CONSIGNE 1:
Indiquez si chacune des affirmations suivantes concorde avec le texte sur les dark patterns, en répondant par oui ou par non et en citant textuellement les mots qui tranchent. (a) L’auteur vient de l’ingénierie. (b) La pratique décrite dans l’exemple du service d’envoi de fichiers est légale. (c) Sur l’écran du site de rencontre, l’option « delete » est plus visible que l’option « disable ».
CONSIGNE 2:
Reproduisez à l’identique tout le passage du texte sur les dark patterns qui va de « Regardons quelques interfaces » jusqu’à « celles en abondance. ».

Lumière sur les Dark Patterns
Il y a 15 ans, j’ai choisi d’orienter ma carrière professionnelle vers l’expérience utilisateur. Venant de l’ingénierie, quelle était ma motivation pour devenir Designer UX ? Mettre le focus sur l’utilisateur - rendre la vie des utilisateurs plus agréable, augmenter leur efficacité pour réaliser des tâches fastidieuses et globalement améliorer leur expérience avec les technologies. Pendant ces années dans la profession, j’espère avoir apporté une valeur ajoutée aux utilisateurs de nos solutions et à nos clients. Mais je me demande si l’intérêt de l’utilisateur a toujours été au cœur de mon travail. N’était-ce pas parfois l’intérêt de l’entreprise qui a pris le dessus ? Je ne suis certainement pas la seule à me poser la question :
Sommes-nous en train de créer un enfer numérique ?
Regardons quelques interfaces utilisateur, inspirées par ce que nous rencontrons dans notre quotidien. Y trouvez-vous des éléments potentiellement manipulateurs ?
Comme dans cet exemple, beaucoup de sites de réservation jouent sur la rareté et l’urgence dans le design de l’interface pour nous pousser à agir rapidement. Ces signaux exploitent les limites de notre rationalité car nous accordons une plus grande valeur aux choses qui sont rares qu’à celles en abondance.
Ce deuxième exemple montre un écran de paramétrage d’un réseau social. Ici on trouve une asymétrie d’information, entre ce que le fournisseur de service sait et ce qu’il donne à voir à son utilisateur. Seule une partie de l’information nous est révélée : les conséquences positives de l’acceptation, et les points négatifs du refus.
Dans ce troisième exemple, on voit l’écran d’un service qui permet d’envoyer des fichiers. Dans ce design, le « j’accepte » est un faux choix : non seulement nous sommes obligés d’accepter pour utiliser le service, mais en plus une seule action (“un clic”) englobe le consentement à plusieurs termes juridiques et à plusieurs types de cookies. Cette pratique est d’ailleurs illégale. Nous ne savons pas à quoi nous donnons notre accord.
Cet exemple, emploie une stratégie appelée confirmshaming (culpabilisation à la confirmation). Ici, l’utilisateur qui refuse admet un style vestimentaire douteux. Parfois sous couvert d’humour, les mots sur le choix défavorable au service déclenchent un sentiment négatif chez l’utilisateur pour le pousser à l’acceptation.
Le dernier exemple provient d’un site de rencontre. Si on veut se désabonner du service, on arrive sur cet écran. Ici, le choix des mots est ambigu. Est-ce que « disable » signifie supprimer ou mettre en pause ? L’utilisateur pense que toutes les données associées à son profil seront supprimées. Tandis que la saillance visuelle de « disable» (désactiver) éclipse le « delete » (effacer) caché au bas de la page.

DONNÉES RECUEILLIES:
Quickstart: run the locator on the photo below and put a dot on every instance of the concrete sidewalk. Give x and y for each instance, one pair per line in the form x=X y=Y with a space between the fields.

RÉPONSE RÉDIGÉE 1:
(a) Oui : « Venant de l’ingénierie ».
(b) Non : « Cette pratique est d’ailleurs illégale. »
(c) Non : « la saillance visuelle de « disable» (désactiver) éclipse le « delete » (effacer) caché au bas de la page. »

RÉPONSE RÉDIGÉE 2:
Regardons quelques interfaces utilisateur, inspirées par ce que nous rencontrons dans notre quotidien. Y trouvez-vous des éléments potentiellement manipulateurs ?
Comme dans cet exemple, beaucoup de sites de réservation jouent sur la rareté et l’urgence dans le design de l’interface pour nous pousser à agir rapidement. Ces signaux exploitent les limites de notre rationalité car nous accordons une plus grande valeur aux choses qui sont rares qu’à celles en abondance.